• **SHORT PROBLEM**
Copy the data from the line containing "of the eyeglasses" through the end of the data, replacing "thickest" with "widest" and leaving everything else as it is.

+++ SOURCE MATERIAL

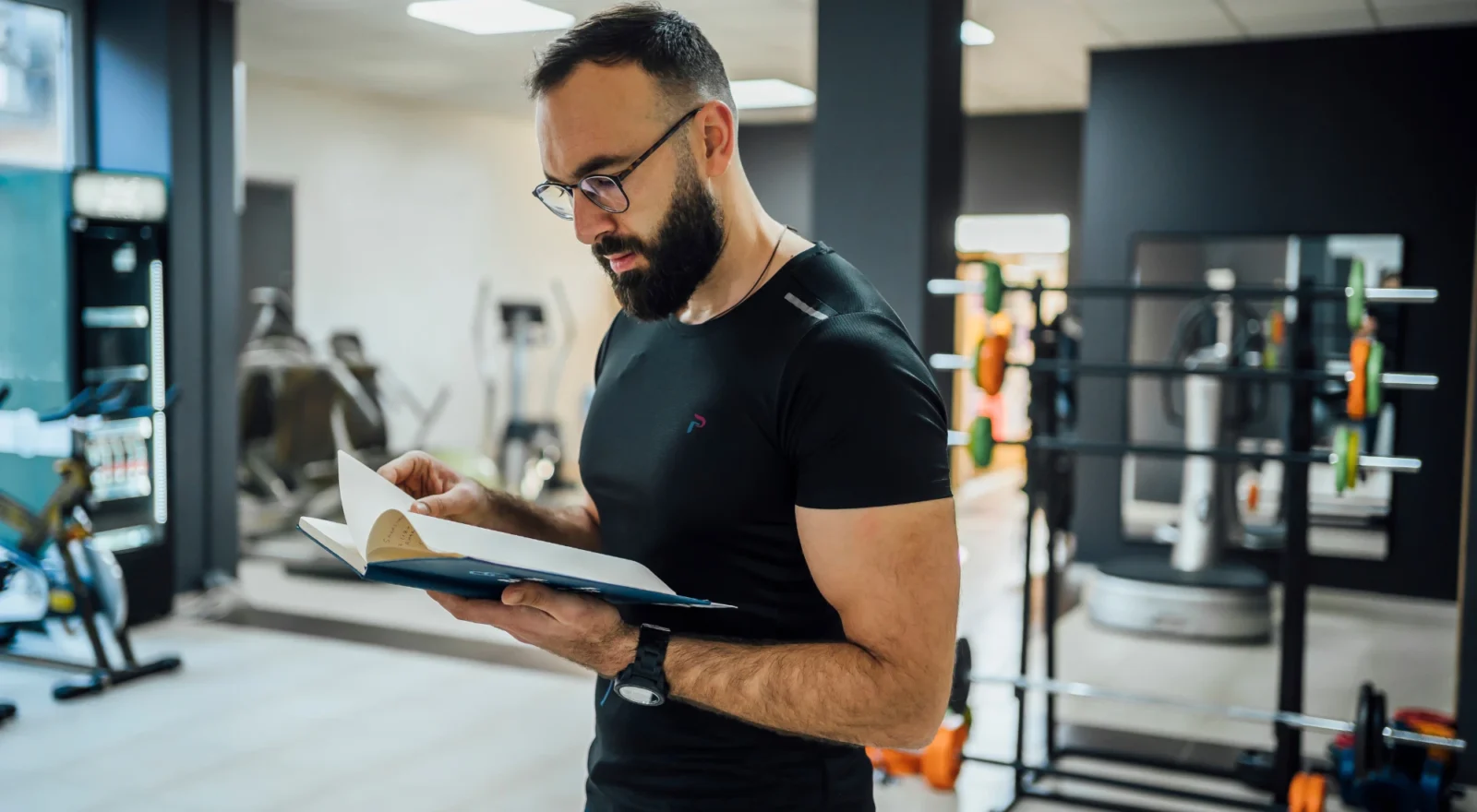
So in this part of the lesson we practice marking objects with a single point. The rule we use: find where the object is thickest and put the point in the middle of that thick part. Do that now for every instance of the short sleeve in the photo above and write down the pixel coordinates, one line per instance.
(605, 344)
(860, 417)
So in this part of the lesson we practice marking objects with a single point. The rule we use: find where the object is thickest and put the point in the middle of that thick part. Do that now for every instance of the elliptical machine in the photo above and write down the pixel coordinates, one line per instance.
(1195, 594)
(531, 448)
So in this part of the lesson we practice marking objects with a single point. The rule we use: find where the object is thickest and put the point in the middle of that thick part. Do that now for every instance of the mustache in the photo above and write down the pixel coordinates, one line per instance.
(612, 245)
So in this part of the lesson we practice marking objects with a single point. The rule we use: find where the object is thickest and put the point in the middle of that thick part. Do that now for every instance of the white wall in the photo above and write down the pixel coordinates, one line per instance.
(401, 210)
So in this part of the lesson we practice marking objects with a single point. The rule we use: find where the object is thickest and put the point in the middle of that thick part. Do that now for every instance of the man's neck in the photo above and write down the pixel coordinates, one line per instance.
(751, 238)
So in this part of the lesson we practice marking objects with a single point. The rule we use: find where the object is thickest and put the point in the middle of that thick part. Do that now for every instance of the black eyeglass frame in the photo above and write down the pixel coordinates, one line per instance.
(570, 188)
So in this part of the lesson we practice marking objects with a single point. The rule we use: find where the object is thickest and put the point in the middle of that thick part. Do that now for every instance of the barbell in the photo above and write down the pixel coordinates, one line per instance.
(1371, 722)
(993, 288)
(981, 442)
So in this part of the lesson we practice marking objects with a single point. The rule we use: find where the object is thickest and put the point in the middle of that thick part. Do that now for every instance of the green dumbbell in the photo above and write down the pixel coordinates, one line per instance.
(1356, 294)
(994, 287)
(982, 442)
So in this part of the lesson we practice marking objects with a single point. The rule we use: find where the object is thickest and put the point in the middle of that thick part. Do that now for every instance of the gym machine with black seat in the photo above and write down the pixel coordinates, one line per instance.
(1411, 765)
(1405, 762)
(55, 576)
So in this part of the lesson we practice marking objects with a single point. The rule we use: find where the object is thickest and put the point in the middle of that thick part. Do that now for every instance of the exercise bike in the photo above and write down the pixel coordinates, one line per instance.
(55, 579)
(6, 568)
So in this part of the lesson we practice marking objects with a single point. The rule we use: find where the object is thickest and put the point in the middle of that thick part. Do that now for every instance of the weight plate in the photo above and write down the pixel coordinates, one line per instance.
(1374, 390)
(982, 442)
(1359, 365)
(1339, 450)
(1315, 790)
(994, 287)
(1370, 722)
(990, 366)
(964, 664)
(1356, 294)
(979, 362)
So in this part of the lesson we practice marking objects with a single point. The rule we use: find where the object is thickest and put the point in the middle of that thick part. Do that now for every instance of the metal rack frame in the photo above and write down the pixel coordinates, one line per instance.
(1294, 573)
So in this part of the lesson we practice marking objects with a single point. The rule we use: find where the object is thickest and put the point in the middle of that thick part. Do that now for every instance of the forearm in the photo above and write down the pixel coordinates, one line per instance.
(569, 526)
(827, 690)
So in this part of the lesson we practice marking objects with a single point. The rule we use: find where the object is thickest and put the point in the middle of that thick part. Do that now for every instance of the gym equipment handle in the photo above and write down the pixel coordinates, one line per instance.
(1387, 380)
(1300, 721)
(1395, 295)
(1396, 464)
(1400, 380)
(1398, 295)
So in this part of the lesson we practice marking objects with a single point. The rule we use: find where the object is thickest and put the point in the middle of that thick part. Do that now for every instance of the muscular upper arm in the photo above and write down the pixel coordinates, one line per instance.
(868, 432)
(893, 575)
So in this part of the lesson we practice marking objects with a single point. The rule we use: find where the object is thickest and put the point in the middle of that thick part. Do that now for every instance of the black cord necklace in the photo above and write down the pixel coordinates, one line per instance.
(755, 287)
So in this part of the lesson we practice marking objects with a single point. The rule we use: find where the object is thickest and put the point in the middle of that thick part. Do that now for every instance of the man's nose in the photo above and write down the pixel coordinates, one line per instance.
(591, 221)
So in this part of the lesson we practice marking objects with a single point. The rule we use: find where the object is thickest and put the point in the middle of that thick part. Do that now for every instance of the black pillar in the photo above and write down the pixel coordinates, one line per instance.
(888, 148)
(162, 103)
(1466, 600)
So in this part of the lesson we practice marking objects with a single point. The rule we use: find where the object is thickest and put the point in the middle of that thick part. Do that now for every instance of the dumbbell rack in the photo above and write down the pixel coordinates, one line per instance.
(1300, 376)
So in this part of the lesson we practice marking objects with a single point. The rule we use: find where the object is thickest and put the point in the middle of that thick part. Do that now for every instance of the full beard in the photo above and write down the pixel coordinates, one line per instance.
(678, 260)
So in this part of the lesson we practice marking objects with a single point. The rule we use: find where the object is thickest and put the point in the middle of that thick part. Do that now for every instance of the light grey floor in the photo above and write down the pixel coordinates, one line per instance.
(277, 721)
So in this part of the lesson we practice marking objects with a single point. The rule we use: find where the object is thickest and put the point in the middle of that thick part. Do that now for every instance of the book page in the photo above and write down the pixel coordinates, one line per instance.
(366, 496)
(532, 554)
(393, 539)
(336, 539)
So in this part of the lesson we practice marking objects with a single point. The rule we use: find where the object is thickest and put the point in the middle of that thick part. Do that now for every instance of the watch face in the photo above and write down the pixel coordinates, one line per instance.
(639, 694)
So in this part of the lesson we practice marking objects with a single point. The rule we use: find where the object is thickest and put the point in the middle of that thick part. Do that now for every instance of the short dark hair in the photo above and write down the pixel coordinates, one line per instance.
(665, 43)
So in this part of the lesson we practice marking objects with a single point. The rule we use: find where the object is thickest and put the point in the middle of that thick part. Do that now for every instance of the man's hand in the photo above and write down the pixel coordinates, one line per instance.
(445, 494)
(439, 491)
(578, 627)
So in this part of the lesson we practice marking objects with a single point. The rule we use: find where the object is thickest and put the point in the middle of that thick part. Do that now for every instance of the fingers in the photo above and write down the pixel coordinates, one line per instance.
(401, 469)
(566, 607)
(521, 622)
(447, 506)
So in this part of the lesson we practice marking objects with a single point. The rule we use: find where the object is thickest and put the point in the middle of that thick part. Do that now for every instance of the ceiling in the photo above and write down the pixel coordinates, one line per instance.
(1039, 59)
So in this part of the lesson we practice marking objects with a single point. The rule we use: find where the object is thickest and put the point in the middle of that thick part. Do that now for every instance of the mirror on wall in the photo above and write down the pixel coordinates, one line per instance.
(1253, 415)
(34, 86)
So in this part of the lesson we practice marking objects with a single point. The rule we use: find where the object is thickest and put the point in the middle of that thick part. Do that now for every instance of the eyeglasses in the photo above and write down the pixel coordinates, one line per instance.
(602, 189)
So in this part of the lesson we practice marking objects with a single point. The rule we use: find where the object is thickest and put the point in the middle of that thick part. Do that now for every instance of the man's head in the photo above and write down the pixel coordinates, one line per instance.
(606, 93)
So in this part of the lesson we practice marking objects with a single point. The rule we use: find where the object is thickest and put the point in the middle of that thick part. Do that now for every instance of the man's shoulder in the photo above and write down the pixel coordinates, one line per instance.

++++++

• **SOLVED EXERCISE**
So in this part of the lesson we practice marking objects with a single point. The rule we use: find where the object is widest and put the point in the middle of that thick part. Do that now for every instance of the eyeglasses in the photo above and write down the pixel coordinates, one line per instance.
(602, 189)
So in this part of the lesson we practice marking objects with a single point. The rule we use: find where the object is widest and put the point in the middle of that thick part. Do that now for every instance of the man's head in the photo above and write down the pixel coordinates, one line per instance.
(606, 93)
So in this part of the lesson we practice marking objects with a single point. The rule we use: find where the object is widest and put the point in the middle of that thick part. Do that now for every instance of the man's shoulder in the photo above and write down the pixel coordinates, one line per instance.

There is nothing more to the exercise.